Stored entries:
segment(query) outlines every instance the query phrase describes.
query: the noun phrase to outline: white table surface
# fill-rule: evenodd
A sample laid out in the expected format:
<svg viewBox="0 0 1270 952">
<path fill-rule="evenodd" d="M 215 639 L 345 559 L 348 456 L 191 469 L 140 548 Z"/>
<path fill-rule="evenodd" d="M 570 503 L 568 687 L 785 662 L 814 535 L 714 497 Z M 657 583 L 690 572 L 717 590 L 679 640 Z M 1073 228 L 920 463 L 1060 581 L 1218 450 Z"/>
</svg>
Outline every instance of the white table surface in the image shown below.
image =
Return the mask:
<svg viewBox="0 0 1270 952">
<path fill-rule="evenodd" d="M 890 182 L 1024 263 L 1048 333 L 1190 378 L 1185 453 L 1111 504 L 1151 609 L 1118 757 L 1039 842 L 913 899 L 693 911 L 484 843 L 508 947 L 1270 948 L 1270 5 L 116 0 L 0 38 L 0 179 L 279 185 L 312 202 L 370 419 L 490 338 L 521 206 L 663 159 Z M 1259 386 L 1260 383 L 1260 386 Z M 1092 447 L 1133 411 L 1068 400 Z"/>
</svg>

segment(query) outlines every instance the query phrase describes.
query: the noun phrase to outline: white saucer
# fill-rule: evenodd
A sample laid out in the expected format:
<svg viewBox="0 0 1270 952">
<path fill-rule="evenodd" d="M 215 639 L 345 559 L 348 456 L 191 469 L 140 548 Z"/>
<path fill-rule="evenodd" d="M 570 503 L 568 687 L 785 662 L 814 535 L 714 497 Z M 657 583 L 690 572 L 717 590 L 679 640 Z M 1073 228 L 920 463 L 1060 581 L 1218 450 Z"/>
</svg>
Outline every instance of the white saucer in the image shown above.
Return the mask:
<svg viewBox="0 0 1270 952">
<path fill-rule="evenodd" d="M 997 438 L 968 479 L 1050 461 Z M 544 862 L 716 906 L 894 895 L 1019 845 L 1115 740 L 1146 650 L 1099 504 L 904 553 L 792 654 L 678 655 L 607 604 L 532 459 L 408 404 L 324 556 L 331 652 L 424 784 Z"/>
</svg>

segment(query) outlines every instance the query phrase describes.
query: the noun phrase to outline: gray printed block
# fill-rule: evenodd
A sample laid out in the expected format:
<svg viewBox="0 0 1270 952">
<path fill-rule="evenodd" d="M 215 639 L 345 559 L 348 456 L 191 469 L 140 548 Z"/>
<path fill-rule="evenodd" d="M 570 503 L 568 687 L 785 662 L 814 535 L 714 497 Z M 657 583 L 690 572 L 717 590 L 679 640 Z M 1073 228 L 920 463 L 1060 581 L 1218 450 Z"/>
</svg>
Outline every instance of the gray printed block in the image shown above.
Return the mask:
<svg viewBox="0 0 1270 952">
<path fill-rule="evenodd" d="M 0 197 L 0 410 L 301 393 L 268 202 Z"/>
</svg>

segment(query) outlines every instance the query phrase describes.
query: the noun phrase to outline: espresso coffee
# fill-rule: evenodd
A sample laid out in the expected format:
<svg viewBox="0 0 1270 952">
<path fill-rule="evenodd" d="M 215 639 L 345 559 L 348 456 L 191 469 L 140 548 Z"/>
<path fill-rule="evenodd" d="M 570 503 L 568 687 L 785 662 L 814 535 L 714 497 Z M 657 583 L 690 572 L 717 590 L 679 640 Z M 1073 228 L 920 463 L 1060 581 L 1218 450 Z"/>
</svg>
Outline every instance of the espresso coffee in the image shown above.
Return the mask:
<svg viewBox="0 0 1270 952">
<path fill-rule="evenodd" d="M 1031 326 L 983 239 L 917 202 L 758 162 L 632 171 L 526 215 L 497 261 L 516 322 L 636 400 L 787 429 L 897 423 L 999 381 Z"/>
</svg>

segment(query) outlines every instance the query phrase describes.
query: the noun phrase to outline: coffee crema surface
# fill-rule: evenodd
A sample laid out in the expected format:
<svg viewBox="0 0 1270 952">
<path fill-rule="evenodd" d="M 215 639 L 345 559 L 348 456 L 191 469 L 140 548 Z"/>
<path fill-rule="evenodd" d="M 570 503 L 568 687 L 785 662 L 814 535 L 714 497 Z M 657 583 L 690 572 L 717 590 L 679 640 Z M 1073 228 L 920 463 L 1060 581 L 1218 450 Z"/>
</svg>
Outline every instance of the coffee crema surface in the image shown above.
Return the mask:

→ Your instructions: Collect every line of the listing above that contains the string "espresso", and copy each one in full.

→ Result of the exercise:
query: the noun phrase to outline: espresso coffee
Outline every instance of the espresso coffee in the image shown above.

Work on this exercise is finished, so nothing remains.